Énoncé du problème >>
Pouvez-vous donner la suite du texte ci-dessous sur la révocation des donations pour survenance d'enfant, à partir de sa dernière phrase ?

---------- Passage du texte ----------

Cette cause de révocation, protectrice des intérêts du donateur, ne jouera pas entre époux.

La loi du 23 juin 2006  réformatrice des successions et libéralités a  supprimé le caractère automatique de la révocation de la donation en cas de survenance d'enfant.

-- S’agissant des donations consenties antérieurement au 1er janvier 2007

la révocation joue de plein droit, sans nécessité d'action en justice, ce qui fait qu’une nouvelle donation doit être passée chez le notaire si le donateur veut maintenir sa donation antérieure.

-- S’agissant des donations consenties après le 1er janvier 2007

La révocation n’est plus automatique.

Il convient d'abord qu’elle soit stipulée dans l’acte authentique de donation, puis qu'une action judiciaire soit intentée par le donateur à cette fin, ce qui suppose que le donateur peut donc y renoncer.

---------- Liste des lignes ----------

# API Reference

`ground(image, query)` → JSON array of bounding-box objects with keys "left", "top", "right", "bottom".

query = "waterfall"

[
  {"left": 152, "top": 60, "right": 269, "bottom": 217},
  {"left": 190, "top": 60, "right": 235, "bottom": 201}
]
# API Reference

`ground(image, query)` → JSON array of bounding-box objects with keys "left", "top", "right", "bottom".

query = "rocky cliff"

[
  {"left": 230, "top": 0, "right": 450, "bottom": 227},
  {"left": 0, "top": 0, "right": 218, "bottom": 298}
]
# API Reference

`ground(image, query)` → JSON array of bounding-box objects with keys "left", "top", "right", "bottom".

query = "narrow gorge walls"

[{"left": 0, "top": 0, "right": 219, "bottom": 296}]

----------

Réponse rédigée >>
Le donateur dispose d’un délai de 5 ans à compter du jour de la naissance de l’enfant pour introduire l’action, ou de l'adoption plénière de son dernier enfant ( article 966 du code civil),laquelle entraînera pour le donataire l'obligation de restituer au donateur le bien donné et les fruits perçus jusqu’au jour de la naissance de l’enfant.

Ainsi, à travers ces trois cas de révocation, indépendants de la volonté  du donateur, le principe de l’irrévocabilité des donations reste bien présent…

Une clause de retour du bien dans le patrimoine du donateur  pourrait aussi être envisagée en cas de décès du donataire avant le donateur, laquelle  s'analyse en  une  condition résolutoire.

Demeurant à votre disposition pour toutes précisions.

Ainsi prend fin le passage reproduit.